(Items for identifying locations)
((

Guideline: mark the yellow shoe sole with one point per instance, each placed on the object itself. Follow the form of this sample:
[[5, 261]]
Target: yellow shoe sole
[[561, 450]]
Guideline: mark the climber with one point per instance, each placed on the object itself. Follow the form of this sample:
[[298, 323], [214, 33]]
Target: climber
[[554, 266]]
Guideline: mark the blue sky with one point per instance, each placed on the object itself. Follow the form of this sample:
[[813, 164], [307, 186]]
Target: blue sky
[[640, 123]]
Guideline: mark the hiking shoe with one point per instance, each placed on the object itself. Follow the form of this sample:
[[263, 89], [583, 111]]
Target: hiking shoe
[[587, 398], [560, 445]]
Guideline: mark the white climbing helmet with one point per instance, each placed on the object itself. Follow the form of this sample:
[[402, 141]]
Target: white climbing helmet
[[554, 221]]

))

Write out every entry above again word for word, in the same order.

Guideline: mark the yellow shoe sole with one point per instance, each placed on the object itself. Follow the form of this sample:
[[5, 261]]
Target: yellow shoe sole
[[561, 450]]
Guideline: mark the climber with one point per instance, each placed on the object itself. Follow the form of this sample:
[[298, 323], [214, 33]]
Target: climber
[[554, 266]]
Guideline: mark the blue sky with one point per instance, each placed on the object itself. Follow the form of this sample:
[[813, 164], [307, 186]]
Target: blue sky
[[640, 123]]
Guideline: mark the hiking shoe with one point per instance, each placed on the object itself. Follow the form of this sample:
[[263, 89], [583, 111]]
Target: hiking shoe
[[587, 398], [560, 445]]
Guideline: mark the white climbing helmet with one point per instance, each placed on the object itself. Follow the form of this sample:
[[402, 141]]
Target: white climbing helmet
[[554, 221]]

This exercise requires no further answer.